**** Information provided ****
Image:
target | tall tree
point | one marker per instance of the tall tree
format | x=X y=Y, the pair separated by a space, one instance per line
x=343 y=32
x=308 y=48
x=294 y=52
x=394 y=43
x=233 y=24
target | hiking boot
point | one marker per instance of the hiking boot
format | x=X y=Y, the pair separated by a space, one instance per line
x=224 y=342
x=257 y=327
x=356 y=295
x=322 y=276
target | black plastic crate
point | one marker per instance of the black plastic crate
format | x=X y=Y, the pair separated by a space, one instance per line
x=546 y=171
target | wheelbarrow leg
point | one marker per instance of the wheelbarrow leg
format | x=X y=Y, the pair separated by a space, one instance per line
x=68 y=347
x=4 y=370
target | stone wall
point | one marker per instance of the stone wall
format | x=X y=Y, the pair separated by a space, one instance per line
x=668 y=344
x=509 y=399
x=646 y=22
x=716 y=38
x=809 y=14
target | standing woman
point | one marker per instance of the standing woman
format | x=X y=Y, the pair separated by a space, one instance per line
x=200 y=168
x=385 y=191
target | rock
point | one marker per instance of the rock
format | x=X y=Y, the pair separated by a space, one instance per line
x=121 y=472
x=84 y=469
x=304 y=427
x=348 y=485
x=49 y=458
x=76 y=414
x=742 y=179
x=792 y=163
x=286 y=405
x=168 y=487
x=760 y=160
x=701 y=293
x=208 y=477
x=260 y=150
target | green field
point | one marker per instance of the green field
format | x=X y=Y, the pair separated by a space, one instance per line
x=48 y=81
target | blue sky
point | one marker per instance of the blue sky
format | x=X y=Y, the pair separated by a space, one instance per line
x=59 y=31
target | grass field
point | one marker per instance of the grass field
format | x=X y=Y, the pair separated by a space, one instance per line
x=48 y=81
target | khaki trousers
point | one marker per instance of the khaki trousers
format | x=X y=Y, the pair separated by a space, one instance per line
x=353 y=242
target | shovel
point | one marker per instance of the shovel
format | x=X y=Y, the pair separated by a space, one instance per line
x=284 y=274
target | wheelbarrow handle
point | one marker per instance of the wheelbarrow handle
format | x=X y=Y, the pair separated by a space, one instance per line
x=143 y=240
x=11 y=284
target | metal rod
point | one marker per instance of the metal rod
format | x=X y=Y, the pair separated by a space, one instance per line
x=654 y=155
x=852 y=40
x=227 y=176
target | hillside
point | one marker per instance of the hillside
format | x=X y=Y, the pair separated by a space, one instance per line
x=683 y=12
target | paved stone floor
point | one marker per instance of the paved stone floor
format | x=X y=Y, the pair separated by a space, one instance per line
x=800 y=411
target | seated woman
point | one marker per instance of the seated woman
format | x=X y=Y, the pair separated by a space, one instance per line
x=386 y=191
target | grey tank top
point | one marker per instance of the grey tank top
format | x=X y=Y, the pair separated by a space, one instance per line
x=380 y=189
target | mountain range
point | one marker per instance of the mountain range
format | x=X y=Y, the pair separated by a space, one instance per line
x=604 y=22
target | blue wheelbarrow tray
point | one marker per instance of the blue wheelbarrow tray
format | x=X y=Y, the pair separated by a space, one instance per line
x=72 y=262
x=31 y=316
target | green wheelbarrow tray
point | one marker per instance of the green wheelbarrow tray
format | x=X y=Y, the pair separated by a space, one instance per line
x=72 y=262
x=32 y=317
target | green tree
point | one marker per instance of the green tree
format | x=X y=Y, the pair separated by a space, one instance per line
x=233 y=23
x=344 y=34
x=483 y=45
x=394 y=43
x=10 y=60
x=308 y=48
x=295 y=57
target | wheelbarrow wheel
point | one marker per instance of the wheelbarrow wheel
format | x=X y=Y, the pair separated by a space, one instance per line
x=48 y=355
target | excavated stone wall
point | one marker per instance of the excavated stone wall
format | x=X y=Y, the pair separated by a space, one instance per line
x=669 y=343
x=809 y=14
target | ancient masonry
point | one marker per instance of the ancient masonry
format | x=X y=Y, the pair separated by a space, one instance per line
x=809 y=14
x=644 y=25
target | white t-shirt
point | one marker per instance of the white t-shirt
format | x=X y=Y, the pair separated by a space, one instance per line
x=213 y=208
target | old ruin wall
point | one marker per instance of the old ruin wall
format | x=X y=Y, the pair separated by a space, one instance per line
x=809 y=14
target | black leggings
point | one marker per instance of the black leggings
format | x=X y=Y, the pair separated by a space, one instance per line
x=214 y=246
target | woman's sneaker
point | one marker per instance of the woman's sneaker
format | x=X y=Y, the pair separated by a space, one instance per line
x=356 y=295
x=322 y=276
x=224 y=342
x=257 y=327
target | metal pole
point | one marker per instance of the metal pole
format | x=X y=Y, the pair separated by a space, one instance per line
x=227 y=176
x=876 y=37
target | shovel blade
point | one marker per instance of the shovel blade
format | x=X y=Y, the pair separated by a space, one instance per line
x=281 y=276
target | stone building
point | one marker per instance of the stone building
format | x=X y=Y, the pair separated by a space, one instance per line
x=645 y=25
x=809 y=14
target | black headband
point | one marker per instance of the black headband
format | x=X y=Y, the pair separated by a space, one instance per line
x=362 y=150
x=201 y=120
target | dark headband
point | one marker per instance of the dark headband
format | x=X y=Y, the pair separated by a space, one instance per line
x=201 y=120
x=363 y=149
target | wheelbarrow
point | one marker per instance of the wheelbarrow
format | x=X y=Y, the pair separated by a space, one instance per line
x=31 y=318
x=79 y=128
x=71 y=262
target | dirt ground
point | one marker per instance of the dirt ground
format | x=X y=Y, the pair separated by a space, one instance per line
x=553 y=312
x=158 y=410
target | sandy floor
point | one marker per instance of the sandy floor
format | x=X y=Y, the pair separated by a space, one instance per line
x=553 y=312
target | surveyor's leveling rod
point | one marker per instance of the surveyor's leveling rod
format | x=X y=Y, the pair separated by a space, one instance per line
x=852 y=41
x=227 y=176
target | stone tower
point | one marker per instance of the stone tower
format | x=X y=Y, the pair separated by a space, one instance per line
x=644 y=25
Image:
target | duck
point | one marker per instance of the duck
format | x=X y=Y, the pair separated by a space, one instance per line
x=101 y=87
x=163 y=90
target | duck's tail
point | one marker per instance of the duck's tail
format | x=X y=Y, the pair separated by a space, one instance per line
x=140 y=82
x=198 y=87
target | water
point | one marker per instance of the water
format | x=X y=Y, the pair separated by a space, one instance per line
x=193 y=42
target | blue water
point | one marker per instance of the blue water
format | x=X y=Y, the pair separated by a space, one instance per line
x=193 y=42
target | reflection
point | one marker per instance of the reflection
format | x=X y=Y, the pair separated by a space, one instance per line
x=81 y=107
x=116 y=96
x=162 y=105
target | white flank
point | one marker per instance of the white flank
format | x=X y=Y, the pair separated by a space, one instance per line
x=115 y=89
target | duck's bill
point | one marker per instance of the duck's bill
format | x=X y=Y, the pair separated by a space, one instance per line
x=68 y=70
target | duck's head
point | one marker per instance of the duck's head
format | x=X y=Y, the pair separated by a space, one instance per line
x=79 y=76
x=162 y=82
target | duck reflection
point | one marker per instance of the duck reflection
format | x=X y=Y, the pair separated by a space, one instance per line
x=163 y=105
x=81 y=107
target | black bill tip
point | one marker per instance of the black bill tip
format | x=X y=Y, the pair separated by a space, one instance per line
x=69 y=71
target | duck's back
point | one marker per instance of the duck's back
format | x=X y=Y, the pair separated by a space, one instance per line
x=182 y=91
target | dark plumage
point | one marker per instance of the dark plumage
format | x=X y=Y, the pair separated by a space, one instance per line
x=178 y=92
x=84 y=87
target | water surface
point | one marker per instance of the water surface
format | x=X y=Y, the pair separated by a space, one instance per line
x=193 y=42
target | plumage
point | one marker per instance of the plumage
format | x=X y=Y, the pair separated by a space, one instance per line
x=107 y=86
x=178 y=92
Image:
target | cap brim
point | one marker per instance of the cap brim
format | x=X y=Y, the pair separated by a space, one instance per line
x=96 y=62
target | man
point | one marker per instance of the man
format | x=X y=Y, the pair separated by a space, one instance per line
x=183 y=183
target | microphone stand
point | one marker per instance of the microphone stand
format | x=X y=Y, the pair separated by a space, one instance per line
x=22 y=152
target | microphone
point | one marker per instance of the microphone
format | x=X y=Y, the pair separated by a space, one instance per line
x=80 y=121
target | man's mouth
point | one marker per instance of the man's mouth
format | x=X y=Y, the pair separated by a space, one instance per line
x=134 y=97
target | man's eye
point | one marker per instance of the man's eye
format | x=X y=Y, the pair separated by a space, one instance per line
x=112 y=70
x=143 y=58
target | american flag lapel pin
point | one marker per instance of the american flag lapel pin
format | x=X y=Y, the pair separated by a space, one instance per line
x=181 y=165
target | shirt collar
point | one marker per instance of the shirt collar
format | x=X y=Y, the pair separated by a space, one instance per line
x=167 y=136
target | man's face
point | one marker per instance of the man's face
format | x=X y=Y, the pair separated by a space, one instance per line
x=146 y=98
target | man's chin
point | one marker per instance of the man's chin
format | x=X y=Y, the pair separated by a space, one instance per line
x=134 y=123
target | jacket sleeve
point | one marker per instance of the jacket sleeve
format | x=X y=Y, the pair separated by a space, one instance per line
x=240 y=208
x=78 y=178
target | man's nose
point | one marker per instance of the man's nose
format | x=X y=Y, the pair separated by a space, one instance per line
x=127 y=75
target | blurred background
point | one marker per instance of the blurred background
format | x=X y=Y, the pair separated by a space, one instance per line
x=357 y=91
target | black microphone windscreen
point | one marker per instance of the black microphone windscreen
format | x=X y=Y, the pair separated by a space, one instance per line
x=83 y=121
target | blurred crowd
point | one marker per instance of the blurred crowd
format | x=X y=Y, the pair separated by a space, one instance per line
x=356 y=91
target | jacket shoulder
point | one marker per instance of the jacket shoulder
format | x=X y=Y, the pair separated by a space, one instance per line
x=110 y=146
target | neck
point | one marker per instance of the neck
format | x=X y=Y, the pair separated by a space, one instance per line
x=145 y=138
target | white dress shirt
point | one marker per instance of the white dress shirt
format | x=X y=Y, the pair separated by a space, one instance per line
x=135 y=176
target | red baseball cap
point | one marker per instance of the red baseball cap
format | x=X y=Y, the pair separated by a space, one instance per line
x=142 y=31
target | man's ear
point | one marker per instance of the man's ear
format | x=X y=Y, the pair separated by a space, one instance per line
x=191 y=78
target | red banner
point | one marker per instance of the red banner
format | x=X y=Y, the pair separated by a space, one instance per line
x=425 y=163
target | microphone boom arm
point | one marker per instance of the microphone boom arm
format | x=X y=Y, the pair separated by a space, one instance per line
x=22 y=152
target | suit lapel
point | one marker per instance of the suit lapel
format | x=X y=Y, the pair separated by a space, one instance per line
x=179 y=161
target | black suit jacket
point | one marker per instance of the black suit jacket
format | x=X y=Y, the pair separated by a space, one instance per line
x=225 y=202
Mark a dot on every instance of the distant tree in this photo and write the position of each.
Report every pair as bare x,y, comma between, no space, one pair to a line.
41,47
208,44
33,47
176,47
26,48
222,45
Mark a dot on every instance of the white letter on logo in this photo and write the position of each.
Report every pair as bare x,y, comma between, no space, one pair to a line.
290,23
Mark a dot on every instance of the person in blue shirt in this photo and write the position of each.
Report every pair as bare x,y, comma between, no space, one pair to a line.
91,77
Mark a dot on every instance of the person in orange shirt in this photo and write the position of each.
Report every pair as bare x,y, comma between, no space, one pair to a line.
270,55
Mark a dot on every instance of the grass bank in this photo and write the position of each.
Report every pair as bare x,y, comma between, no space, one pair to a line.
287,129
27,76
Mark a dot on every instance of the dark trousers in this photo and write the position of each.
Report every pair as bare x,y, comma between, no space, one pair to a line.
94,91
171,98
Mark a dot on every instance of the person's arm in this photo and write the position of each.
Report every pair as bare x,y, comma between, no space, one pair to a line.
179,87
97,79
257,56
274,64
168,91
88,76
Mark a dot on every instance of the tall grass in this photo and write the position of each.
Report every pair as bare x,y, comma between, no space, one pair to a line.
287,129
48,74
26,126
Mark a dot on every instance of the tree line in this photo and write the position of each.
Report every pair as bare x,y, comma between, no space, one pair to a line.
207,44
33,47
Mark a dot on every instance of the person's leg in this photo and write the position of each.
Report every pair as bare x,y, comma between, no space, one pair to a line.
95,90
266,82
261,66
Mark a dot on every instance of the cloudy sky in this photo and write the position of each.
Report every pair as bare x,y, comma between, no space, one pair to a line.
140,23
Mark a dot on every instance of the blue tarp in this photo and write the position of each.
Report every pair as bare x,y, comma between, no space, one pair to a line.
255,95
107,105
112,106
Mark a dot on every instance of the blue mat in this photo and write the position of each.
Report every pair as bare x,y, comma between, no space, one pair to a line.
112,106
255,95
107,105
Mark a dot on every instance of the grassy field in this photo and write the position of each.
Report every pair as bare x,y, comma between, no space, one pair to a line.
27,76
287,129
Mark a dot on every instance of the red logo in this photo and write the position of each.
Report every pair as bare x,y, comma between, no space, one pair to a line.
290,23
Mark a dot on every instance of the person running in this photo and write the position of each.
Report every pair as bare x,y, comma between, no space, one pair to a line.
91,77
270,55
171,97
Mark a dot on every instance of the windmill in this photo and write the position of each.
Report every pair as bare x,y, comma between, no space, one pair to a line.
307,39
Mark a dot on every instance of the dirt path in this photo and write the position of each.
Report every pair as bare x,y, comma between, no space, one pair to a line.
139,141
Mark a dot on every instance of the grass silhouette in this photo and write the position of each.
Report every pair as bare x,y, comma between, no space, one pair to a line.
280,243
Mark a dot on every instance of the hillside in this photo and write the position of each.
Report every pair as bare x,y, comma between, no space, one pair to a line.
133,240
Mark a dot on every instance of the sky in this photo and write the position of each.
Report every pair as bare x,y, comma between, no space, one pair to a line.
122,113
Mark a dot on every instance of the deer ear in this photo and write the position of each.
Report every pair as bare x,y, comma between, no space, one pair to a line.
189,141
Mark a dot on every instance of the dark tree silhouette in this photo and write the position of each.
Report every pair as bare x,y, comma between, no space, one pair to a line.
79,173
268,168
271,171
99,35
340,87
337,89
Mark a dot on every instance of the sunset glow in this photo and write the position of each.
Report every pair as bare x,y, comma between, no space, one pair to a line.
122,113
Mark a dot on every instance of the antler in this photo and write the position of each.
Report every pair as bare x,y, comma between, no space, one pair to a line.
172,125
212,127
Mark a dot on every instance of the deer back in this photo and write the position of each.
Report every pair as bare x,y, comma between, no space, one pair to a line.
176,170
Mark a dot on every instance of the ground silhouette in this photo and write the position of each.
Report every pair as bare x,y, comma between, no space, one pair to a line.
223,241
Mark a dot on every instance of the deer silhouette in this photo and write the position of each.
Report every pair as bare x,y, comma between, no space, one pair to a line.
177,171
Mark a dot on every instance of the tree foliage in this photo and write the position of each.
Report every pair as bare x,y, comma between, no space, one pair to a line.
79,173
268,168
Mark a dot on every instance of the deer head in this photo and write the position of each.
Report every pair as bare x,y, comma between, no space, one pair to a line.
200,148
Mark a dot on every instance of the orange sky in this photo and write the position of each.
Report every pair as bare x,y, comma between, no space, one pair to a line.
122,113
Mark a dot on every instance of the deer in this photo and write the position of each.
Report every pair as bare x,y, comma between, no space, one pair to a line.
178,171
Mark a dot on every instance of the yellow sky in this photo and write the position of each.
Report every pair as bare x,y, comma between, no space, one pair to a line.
****
- Work to complete -
Out of the preceding entries, pull every line containing the string "dark".

- Response -
target | dark headband
point | one marker per instance of the dark headband
target | dark plumage
point | one marker per instance of the dark plumage
Mark a dot on every instance of the dark trousers in this photo and write the position of each.
Mark a dot on every instance of the dark tree silhouette in this photo and write the position of each.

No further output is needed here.